* QUOTED PASSAGE *
>> Start

Europe roundup: M&A, growth and regulation
08 July 2026This week: Carrefour exits Romania, Auchan and Intermarché reshape French retail, Selex grows, and Germany debates a sugar tax.
In this instalment, our analysts for Europe offer their take on some of the region’s latest developments and initiatives. Here’s what you need to know about:
Carrefour's exit from Romania
Major French retail partnership
Strong results from Italian market leader Selex
Proposed German sugar tax faces opposition
Pavăl Holding completes €823m Carrefour Romania deal
Romanian family-owned Pavăl Holding has completed its acquisition of Carrefour Romania, finalising a deal first announced in February 2026. The transaction includes 55 hypermarkets, 191 supermarkets, 202 convenience stores and 30 Supeco discount outlets. The acquired business generated €3.2 billion in gross sales (including VAT) across 2024 and 2025, equivalent to around 3.5% of Carrefour Group’s total sales. In addition to Carrefour’s retail operations, the deal also covers its commercial activities and real estate assets in Romania. This divestment comes on the back of its exit from Italy and rumoured discussions for its Polish and Argentine interests. The completion of the sale marks another step in Carrefour’s strategy to focus on its core markets of France, Spain and Brazil.
Insight Analyst, Linda Haden’s view: the sale is significant not only because it ranks among the largest M&A transactions in Romanian history, but also because it signals a notable shift in the country's retail landscape. With Romania's competition authority concluding that the transaction raises no competition concerns, attention is now turning to Pavăl Holding's ambitions for the business. The key question is whether Pavăl will treat Carrefour Romania as an investment vehicle or leverage its financial resources, entrepreneurial track record and knowledge of the local market to drive growth through sharper pricing, stronger local sourcing and targeted expansion. If the group pursues an aggressive growth strategy, Lidl, Arnold Delhaize, REWE and Kaufland could find themselves facing a far more formidable competitor than they did under Carrefour's previous ownership.
The French competition authority approves the Auchan and Intermarché agreement
On 6th July, the French competition authority approved the conversion of 165 Auchan supermarkets to the Intermarché banner under a franchise agreement. The rebranding from Auchan to Intermarché or Netto will commence from October 2026. The partnership will mean the stores will be managed by Auchan but commercially operated by Intermarché. Guillaume Darrasse, CEO of Auchan explained to LSA, a French publication, ‘this deal is the best way to empower our supermarket teams to perform with a concept better suited to our needs than our own. We will renovate all the stores within three years. It's also a managerial boost and a way for store managers to have adapted logistics and a modernized workspace’.
Senior Insight Analyst, Lucy Beaumont’s view: the partnership is an exciting move in French retailing, the new model should enable Auchan to unlock growth from its supermarkets, which historically has been a challenge for the retailer. With Auchan and Intermarché aiming to rebrand and renovate the stores, some of which are former Casino supermarkets. Investment into the stores will be vital to increase the stores profitability and increase performance in the channel. Take a look at our latest global supermarket and hypermarket trends 2026.

>> End

* TASKS FOR THIS EXERCISE *
[1] Copy the part of the Europe retail roundup starting at "The French competition authority approves" and ending at "a modernized workspace’.", word for word.
[2] Pick up the Europe retail roundup where it stops and keep writing it.
The items that come next have nothing to do with the Europe retail roundup.

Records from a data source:
>> Start

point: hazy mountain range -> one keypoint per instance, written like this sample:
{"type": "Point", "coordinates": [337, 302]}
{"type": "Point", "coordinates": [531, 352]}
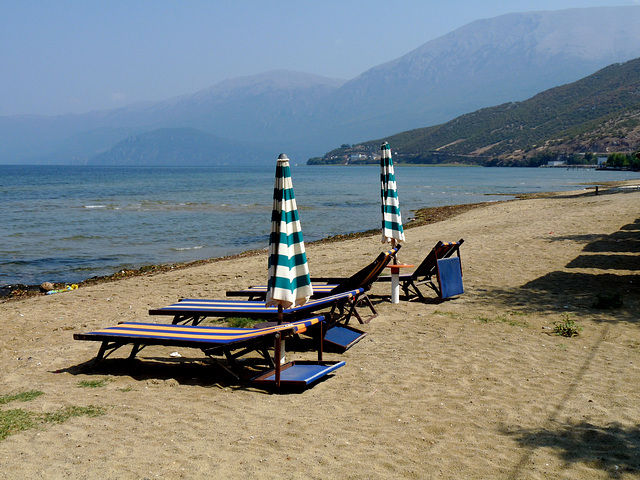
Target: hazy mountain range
{"type": "Point", "coordinates": [598, 114]}
{"type": "Point", "coordinates": [252, 119]}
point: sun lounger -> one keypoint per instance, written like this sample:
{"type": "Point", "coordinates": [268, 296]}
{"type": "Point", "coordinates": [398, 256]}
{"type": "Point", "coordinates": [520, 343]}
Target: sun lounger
{"type": "Point", "coordinates": [325, 286]}
{"type": "Point", "coordinates": [440, 271]}
{"type": "Point", "coordinates": [230, 342]}
{"type": "Point", "coordinates": [339, 308]}
{"type": "Point", "coordinates": [342, 307]}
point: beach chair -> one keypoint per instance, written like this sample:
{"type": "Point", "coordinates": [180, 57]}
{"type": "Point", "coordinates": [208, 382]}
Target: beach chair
{"type": "Point", "coordinates": [341, 308]}
{"type": "Point", "coordinates": [325, 286]}
{"type": "Point", "coordinates": [231, 343]}
{"type": "Point", "coordinates": [440, 271]}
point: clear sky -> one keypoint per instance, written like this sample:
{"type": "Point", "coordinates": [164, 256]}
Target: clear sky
{"type": "Point", "coordinates": [73, 56]}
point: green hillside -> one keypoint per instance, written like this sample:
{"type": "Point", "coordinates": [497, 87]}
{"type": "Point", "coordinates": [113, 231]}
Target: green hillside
{"type": "Point", "coordinates": [598, 114]}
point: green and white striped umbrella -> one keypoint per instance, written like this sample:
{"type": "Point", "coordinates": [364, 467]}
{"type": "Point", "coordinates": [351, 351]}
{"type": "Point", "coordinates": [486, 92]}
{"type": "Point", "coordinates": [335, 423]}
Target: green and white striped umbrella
{"type": "Point", "coordinates": [392, 230]}
{"type": "Point", "coordinates": [289, 282]}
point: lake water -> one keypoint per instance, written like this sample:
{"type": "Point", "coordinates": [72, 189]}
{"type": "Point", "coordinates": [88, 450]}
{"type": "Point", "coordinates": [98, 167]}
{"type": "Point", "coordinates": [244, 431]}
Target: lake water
{"type": "Point", "coordinates": [69, 223]}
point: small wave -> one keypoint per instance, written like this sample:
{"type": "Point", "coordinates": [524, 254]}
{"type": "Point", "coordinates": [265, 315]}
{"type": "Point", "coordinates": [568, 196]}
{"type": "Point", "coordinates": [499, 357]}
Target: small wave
{"type": "Point", "coordinates": [182, 249]}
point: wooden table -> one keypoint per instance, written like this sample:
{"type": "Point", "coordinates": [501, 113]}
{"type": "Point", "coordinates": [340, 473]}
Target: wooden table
{"type": "Point", "coordinates": [395, 280]}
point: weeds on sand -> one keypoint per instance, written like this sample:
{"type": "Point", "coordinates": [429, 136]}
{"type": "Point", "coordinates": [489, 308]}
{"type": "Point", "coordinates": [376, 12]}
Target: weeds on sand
{"type": "Point", "coordinates": [446, 314]}
{"type": "Point", "coordinates": [566, 327]}
{"type": "Point", "coordinates": [20, 397]}
{"type": "Point", "coordinates": [509, 319]}
{"type": "Point", "coordinates": [93, 383]}
{"type": "Point", "coordinates": [17, 420]}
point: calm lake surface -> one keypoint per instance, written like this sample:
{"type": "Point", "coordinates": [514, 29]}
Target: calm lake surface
{"type": "Point", "coordinates": [69, 223]}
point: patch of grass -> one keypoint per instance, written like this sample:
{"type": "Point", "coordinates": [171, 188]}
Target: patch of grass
{"type": "Point", "coordinates": [446, 314]}
{"type": "Point", "coordinates": [17, 420]}
{"type": "Point", "coordinates": [566, 327]}
{"type": "Point", "coordinates": [507, 318]}
{"type": "Point", "coordinates": [240, 322]}
{"type": "Point", "coordinates": [14, 421]}
{"type": "Point", "coordinates": [607, 301]}
{"type": "Point", "coordinates": [20, 397]}
{"type": "Point", "coordinates": [66, 413]}
{"type": "Point", "coordinates": [93, 383]}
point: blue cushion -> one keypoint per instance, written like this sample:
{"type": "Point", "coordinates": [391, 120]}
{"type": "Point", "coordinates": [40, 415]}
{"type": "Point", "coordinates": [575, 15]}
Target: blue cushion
{"type": "Point", "coordinates": [450, 277]}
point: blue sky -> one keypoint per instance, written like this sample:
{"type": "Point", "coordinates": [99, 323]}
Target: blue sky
{"type": "Point", "coordinates": [73, 56]}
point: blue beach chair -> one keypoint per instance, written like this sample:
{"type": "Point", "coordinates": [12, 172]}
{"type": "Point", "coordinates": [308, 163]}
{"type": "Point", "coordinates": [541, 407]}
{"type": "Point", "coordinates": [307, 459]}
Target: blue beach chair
{"type": "Point", "coordinates": [230, 342]}
{"type": "Point", "coordinates": [440, 271]}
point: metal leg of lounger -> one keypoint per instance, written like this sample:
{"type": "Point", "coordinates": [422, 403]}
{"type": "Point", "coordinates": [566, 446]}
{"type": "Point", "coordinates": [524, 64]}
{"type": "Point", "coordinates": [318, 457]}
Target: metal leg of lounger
{"type": "Point", "coordinates": [106, 349]}
{"type": "Point", "coordinates": [137, 347]}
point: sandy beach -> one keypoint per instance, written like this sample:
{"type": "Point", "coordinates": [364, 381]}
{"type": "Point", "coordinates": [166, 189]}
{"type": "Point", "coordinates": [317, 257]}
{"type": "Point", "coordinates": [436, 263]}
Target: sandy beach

>> End

* IN RESPONSE *
[1]
The French competition authority approves the Auchan and Intermarché agreement
On 6th July, the French competition authority approved the conversion of 165 Auchan supermarkets to the Intermarché banner under a franchise agreement. The rebranding from Auchan to Intermarché or Netto will commence from October 2026. The partnership will mean the stores will be managed by Auchan but commercially operated by Intermarché. Guillaume Darrasse, CEO of Auchan explained to LSA, a French publication, ‘this deal is the best way to empower our supermarket teams to perform with a concept better suited to our needs than our own. We will renovate all the stores within three years. It's also a managerial boost and a way for store managers to have adapted logistics and a modernized workspace’.

[2]
Selex tops €22bn sales as retail media expands
The Italian market leader reached sales of over €22b, up 5.9% from 2024. Private label contributed strongly to growth, with sales reaching €2.3bn (+7.5%). Online also saw positive growth, up 6% YoY, with home delivery driving the uptick. However, the big change in 2025 was the launch of Selex’s retail media branch, Selex Media, which offers suppliers the opportunity to engage with shoppers across over 5,000 screens in 375 stores.
Senior Insight Analyst, Michela Pearson’s view: Selex continues to lead the Italian market with above average growth, thanks to its investment in stores, technology and innovation. The plan for 2026 includes an investment of 690m, with circa 60 new store openings and almost 100 store upgrades. A target of €23.3bn sales is set for this year, building on the strong success Selex’s banners continue to see around the country.
German beverage industry pushes back against proposed 2027 sugar tax
The German government is planning to introduce a sugar tax on beverages from January 2027, with revenues expected to support the healthcare system and raise an estimated €650 million in its first year. Major beverage industry associations, including soft drinks, mineral water, juice and brewing groups, have strongly opposed the proposal, arguing that the implementation timeline is too short for recipe reformulation, pricing negotiations and operational adjustments. The industry also criticises the lack of clarity over which products will be taxed, the additional bureaucracy involved, and what it sees as a policy reversal that prioritises fiscal revenue over health objectives.
Insight Partner, Dan Butler’s view: if implemented, the tax is likely to increase costs across the beverage value chain, creating pricing challenges for both manufacturers and retailers. The proposal may accelerate reformulation efforts and boost demand for lower-sugar products, while increasing pressure on smaller suppliers that have less capacity to absorb compliance and operating costs.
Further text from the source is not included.